◆ **Data shown**
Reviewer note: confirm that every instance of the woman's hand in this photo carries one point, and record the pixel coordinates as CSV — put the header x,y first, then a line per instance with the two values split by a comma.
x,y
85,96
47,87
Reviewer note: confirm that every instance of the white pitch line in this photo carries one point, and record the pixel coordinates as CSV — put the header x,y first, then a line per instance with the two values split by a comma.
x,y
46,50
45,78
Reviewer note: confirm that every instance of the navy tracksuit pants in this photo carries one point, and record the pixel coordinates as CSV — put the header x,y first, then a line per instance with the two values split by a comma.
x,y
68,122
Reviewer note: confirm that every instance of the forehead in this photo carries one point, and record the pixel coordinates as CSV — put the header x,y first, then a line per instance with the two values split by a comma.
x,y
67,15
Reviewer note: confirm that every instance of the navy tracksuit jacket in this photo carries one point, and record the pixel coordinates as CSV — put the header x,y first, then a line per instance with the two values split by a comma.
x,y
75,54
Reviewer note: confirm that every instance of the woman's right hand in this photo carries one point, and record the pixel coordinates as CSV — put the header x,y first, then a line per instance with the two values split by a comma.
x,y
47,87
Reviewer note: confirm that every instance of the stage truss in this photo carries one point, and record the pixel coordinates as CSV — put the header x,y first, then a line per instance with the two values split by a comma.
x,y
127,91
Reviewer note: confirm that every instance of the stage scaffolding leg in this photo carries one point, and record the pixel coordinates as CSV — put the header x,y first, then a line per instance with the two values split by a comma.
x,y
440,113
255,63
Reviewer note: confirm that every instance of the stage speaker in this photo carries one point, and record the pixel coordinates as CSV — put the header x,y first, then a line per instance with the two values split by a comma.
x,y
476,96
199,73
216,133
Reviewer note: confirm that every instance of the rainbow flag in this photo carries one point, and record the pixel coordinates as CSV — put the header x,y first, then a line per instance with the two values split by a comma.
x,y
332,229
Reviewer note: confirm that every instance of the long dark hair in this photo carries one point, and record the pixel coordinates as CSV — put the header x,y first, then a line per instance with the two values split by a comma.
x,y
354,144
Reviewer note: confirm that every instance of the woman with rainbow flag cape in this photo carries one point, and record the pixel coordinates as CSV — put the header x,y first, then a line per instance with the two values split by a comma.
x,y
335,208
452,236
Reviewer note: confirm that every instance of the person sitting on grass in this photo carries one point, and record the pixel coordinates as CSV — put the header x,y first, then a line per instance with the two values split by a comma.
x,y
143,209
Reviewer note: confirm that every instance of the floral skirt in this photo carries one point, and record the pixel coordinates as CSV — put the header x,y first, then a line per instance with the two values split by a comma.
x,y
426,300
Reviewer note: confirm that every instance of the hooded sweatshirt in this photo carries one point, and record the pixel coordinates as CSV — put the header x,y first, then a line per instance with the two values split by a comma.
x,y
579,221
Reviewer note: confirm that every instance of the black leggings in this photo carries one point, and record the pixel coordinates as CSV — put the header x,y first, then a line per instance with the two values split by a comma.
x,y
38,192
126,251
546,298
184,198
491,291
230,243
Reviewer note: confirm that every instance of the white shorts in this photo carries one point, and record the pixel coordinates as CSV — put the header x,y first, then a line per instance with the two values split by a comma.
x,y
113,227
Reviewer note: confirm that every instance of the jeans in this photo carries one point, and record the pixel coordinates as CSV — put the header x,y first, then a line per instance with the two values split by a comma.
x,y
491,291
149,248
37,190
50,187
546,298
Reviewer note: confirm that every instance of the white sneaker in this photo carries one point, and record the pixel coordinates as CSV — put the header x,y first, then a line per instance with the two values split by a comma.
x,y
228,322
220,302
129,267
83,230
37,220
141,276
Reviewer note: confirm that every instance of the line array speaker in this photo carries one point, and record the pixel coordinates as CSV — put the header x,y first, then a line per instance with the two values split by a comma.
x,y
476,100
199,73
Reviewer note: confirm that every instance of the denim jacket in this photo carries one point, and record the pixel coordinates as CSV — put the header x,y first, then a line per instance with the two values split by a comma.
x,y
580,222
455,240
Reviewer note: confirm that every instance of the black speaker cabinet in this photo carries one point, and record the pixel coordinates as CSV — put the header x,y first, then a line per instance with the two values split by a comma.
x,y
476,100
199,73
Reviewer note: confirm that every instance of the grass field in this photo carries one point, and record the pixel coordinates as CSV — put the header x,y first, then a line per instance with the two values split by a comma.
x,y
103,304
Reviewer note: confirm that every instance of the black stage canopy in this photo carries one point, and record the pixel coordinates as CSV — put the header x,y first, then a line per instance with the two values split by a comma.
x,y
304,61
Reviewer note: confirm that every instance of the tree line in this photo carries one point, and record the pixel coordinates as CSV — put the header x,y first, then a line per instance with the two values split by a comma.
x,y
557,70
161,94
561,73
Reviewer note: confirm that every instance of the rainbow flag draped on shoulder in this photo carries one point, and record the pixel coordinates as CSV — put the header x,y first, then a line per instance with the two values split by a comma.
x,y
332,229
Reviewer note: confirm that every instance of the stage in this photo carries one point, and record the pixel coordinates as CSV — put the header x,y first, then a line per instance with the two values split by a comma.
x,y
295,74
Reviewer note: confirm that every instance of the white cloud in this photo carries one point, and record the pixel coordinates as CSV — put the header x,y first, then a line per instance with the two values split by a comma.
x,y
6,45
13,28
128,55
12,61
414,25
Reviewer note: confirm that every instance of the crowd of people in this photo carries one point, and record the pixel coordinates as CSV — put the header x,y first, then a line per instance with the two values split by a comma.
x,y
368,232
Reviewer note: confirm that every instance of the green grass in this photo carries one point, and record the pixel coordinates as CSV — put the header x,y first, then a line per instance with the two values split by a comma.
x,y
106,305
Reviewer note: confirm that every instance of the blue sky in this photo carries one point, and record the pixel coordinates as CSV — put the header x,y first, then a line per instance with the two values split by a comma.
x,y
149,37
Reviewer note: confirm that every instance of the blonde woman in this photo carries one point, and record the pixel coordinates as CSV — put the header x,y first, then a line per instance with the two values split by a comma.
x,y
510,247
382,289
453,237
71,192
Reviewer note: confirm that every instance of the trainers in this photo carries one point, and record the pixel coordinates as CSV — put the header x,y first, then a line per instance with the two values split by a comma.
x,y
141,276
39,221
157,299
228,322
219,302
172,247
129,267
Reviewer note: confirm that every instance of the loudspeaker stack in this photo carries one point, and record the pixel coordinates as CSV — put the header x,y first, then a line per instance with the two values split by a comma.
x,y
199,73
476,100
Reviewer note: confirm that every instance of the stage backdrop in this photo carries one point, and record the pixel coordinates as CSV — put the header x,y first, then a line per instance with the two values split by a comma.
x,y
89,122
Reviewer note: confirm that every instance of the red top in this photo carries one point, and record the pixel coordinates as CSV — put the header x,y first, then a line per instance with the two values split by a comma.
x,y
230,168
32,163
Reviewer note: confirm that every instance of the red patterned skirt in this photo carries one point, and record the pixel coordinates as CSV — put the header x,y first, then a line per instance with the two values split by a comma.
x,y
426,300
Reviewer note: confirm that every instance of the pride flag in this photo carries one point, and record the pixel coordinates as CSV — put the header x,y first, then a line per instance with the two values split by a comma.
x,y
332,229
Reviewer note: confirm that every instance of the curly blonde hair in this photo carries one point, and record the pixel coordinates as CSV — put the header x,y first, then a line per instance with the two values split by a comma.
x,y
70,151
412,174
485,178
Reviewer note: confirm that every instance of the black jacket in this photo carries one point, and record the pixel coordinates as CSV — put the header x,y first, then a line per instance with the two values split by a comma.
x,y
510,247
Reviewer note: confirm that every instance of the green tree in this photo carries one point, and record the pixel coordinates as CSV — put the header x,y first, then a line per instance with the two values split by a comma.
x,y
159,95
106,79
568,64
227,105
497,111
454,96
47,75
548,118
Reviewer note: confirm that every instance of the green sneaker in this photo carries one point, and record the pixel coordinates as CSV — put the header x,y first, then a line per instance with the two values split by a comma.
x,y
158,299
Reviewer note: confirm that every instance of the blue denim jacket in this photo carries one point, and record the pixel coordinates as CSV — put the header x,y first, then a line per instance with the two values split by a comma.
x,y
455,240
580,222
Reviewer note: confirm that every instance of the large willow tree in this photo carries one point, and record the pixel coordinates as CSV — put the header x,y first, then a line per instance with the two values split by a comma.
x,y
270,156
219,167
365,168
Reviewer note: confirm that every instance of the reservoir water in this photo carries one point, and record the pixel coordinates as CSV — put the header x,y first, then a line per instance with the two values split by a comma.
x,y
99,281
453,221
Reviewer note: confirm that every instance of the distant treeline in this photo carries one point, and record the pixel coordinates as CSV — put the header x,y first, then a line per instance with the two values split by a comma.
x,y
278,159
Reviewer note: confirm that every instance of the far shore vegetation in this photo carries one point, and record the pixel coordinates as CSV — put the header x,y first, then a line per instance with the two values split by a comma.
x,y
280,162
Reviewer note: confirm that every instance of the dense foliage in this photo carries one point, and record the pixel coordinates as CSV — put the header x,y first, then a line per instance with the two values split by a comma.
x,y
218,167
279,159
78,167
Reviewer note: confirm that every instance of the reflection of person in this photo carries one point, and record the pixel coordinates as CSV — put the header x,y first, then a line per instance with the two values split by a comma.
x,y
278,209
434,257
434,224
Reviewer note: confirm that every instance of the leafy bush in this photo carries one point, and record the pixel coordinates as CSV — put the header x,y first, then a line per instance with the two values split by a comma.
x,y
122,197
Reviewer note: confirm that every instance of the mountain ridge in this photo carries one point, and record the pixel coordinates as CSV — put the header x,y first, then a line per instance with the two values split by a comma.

◆ **Exercise instructions**
Using the entries above, restate word for word every line from the one that contains "Reviewer note: confirm that every instance of the dense" through the last.

◆ **Exercise response**
Reviewer note: confirm that every instance of the dense foliage in this photo carries one point, and record the pixel coordinates as CSV — put the header x,y first, then a line per instance with the two values split by a comma.
x,y
218,167
279,159
78,167
Reviewer note: confirm that every instance of the reflection of person in this photo carries one point, and record the pixel coordinates as CSV — put the header x,y first, then a line per instance with the two values split by a comma.
x,y
278,209
434,257
434,224
Reviewer note: confirm that every instance of the leafy bush in this photo carries one point, and record the pixel coordinates as CSV — put the header x,y first, then a line per instance with the two values split by a comma.
x,y
122,197
Reviewer note: confirm that every instance of the mountain ridge in this photo carries one point, and record the pixel coordinates as CSV — put the header x,y first, then a line per instance with the two values split by a comma.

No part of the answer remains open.